Written task. Collect every line of the items below that contains the word "salad", and copy each one out in full.

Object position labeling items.
----------------------------------------

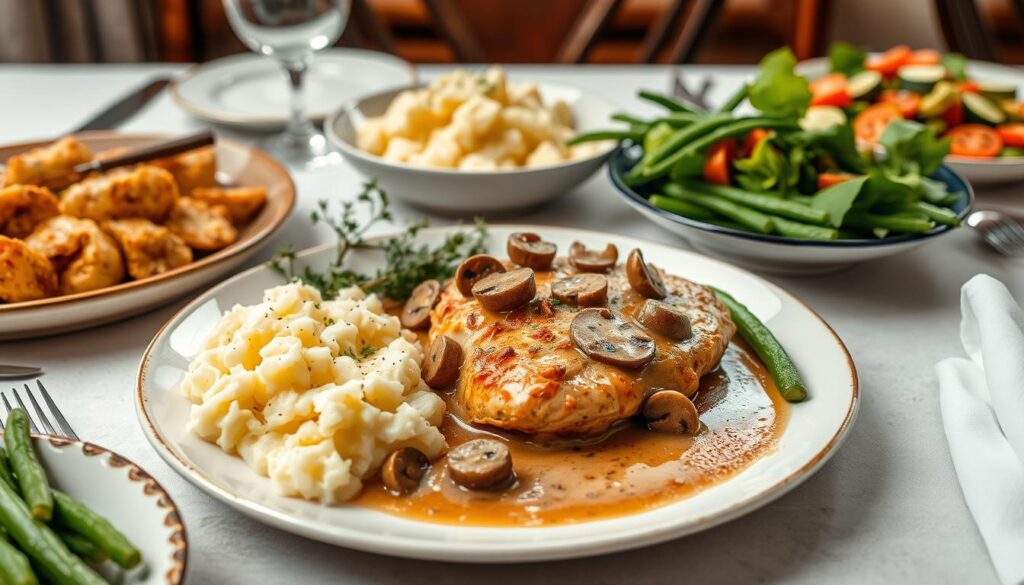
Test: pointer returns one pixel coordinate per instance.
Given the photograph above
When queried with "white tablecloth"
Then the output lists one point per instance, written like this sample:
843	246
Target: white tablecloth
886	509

----------------------------------------

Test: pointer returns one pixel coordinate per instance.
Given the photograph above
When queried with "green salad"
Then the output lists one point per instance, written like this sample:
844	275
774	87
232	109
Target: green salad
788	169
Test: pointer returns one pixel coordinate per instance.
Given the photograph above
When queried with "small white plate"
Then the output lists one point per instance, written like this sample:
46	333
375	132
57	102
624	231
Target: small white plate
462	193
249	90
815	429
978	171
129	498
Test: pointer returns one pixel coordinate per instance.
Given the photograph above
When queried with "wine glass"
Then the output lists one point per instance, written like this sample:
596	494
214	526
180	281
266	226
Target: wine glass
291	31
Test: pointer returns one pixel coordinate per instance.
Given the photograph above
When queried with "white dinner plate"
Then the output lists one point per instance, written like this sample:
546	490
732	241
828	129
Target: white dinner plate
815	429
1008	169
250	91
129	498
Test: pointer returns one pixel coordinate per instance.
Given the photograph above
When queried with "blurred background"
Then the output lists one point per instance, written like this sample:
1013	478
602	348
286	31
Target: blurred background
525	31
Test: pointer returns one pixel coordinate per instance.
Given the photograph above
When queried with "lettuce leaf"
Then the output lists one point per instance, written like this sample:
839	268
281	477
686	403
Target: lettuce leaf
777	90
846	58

----------------------------------------

Completed task.
When queried with "green salad"
Target: green salad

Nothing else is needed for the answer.